*** Opening Data extracts ***

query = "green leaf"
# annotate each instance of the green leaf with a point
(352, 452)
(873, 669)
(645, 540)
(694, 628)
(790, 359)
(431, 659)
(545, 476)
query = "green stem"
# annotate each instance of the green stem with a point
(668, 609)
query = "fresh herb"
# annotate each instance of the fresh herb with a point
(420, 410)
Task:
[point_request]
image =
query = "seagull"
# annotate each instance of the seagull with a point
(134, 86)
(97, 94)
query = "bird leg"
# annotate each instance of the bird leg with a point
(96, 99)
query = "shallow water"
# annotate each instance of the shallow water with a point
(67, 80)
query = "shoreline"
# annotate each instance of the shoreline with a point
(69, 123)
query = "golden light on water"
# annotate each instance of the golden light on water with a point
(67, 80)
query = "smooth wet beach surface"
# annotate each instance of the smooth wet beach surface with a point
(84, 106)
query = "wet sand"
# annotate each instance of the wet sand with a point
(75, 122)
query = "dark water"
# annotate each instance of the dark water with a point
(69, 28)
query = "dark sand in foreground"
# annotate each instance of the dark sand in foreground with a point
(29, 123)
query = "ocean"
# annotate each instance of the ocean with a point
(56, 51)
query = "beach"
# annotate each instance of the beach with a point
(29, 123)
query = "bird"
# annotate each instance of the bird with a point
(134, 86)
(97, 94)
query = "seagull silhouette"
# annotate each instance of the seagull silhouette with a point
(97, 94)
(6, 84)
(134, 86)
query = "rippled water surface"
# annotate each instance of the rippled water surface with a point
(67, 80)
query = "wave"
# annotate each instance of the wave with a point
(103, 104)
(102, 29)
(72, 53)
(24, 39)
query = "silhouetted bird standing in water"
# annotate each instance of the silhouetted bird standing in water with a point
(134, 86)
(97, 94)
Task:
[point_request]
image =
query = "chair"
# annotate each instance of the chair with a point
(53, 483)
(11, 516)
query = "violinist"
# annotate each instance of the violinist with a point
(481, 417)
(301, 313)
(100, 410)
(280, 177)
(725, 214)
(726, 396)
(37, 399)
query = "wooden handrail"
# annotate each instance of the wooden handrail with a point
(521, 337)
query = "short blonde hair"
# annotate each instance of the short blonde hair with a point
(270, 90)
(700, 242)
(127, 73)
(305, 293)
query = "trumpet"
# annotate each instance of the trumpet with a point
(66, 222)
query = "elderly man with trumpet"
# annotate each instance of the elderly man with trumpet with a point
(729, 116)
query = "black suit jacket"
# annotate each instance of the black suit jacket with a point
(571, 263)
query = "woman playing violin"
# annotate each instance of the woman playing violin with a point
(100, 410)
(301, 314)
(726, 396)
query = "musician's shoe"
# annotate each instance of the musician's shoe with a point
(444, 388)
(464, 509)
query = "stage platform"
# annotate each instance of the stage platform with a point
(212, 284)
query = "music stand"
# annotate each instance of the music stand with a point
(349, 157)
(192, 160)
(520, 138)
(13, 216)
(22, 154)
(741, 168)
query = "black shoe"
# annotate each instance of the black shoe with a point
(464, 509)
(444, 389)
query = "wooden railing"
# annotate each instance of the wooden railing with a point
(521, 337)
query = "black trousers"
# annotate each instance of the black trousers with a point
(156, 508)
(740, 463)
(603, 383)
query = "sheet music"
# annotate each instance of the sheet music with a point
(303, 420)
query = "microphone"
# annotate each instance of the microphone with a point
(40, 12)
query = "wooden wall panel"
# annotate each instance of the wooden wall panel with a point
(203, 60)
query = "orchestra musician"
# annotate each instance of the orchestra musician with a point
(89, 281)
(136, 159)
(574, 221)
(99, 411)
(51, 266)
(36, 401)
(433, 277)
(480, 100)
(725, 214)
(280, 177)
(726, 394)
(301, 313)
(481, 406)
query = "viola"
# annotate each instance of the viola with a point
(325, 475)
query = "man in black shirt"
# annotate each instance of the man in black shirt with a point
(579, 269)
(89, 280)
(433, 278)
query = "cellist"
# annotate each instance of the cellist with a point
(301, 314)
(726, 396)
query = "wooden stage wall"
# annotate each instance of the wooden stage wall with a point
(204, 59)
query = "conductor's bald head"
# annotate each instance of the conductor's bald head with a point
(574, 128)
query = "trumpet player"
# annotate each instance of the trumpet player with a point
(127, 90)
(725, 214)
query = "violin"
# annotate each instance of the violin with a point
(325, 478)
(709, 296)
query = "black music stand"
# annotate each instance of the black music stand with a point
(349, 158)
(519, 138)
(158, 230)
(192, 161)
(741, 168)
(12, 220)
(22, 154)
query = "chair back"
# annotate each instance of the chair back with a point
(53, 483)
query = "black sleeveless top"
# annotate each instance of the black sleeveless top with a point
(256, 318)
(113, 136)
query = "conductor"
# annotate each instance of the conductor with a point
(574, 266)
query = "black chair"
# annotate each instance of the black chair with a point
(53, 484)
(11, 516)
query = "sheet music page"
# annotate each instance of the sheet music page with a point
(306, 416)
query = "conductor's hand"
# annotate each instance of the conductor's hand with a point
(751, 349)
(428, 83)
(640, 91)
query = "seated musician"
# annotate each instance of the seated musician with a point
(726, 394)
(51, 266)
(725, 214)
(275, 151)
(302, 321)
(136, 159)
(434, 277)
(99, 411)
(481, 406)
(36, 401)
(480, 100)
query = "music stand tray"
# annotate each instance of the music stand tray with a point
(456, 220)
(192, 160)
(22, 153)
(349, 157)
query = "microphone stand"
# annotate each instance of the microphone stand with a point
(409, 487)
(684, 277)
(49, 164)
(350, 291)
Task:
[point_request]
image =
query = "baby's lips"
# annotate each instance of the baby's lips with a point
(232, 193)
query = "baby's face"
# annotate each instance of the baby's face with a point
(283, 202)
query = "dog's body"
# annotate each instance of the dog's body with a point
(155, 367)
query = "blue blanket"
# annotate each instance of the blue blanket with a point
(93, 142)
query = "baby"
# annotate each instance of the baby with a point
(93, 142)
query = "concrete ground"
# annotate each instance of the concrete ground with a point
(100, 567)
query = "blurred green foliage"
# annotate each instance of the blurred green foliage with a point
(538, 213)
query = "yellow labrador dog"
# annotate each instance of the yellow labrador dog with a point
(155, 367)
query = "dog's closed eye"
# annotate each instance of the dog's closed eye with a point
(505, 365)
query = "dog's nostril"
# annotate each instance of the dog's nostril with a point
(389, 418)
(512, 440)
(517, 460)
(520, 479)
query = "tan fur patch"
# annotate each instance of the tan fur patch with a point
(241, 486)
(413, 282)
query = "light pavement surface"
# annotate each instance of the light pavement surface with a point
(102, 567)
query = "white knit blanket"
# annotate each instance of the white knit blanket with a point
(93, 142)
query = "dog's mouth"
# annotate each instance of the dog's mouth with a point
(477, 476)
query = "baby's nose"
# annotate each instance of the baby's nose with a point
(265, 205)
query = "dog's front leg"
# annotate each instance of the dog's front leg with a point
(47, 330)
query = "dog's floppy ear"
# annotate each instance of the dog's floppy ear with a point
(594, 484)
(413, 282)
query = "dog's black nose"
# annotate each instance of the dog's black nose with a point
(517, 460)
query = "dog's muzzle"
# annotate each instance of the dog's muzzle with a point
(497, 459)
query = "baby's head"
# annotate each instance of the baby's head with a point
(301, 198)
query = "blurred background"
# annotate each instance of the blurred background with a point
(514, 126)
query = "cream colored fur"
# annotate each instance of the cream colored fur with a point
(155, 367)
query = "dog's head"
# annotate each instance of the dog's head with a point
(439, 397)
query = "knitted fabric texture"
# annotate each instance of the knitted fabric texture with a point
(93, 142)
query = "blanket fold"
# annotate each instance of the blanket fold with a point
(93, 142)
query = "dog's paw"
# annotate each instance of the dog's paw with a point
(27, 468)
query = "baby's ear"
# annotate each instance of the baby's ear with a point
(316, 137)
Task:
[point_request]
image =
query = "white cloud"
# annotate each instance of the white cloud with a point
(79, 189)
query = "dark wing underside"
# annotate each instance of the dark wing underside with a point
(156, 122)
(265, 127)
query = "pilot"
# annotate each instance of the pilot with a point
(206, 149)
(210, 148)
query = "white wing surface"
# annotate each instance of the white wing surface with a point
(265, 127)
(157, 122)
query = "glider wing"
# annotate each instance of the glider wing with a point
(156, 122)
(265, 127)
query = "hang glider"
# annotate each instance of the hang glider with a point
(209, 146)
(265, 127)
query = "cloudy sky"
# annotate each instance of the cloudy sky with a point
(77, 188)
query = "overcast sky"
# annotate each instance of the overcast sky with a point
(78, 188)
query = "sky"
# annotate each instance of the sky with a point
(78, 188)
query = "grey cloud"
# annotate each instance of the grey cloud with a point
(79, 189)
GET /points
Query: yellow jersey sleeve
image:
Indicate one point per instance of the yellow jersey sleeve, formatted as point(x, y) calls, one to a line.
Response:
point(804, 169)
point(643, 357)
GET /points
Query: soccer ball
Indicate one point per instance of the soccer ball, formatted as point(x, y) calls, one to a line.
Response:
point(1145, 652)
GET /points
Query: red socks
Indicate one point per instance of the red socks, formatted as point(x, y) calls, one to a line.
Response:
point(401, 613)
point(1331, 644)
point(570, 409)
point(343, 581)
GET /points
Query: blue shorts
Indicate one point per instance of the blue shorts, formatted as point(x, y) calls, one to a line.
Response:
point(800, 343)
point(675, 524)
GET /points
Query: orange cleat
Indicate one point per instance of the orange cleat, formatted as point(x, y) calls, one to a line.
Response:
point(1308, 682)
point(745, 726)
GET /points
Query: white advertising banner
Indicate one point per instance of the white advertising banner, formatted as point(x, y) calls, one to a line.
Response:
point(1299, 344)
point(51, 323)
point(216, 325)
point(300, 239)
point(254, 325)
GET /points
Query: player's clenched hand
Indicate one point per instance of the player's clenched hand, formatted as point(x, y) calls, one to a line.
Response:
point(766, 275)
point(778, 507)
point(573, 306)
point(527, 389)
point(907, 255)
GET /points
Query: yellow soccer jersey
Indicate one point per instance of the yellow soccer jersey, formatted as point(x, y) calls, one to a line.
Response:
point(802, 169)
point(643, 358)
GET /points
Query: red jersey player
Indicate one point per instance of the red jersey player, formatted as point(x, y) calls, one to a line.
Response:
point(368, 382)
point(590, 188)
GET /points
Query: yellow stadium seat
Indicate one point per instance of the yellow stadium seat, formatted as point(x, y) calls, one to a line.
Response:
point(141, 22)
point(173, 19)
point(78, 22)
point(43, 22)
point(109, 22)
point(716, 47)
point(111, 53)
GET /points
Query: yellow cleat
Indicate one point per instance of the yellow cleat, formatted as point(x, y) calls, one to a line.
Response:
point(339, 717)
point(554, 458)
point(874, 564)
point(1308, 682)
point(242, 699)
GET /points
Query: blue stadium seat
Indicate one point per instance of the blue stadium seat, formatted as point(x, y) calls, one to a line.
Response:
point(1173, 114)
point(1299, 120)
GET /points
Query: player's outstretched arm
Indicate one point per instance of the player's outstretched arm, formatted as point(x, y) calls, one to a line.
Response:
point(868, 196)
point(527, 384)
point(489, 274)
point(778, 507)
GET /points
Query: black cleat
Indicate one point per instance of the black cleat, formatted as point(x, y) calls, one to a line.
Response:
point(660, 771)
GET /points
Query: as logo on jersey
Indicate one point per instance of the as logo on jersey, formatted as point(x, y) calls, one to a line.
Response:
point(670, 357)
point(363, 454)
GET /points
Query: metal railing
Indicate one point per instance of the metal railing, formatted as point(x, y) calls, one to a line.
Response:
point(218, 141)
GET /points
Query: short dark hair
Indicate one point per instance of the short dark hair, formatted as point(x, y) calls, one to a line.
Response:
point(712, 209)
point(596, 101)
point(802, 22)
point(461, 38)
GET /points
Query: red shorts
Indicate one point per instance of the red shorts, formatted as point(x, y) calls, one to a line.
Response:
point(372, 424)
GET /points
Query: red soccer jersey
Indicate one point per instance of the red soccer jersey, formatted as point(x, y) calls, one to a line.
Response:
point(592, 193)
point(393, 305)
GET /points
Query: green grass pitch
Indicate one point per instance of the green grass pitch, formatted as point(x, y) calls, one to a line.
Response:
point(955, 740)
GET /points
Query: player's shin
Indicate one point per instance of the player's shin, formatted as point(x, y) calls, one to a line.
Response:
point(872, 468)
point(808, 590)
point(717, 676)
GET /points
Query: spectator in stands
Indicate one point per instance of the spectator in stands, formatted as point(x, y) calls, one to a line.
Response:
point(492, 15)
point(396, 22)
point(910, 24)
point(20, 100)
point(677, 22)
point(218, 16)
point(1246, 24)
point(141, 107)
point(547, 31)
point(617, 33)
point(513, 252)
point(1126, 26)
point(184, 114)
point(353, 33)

*** Closing Data extracts ***

### Action item
Extract each line holding the word "stands" from the records.

### Result
Query: spectator in stands
Indicate one point per instance of the spectator in stands, formatted as point(x, y) calls, one to a line.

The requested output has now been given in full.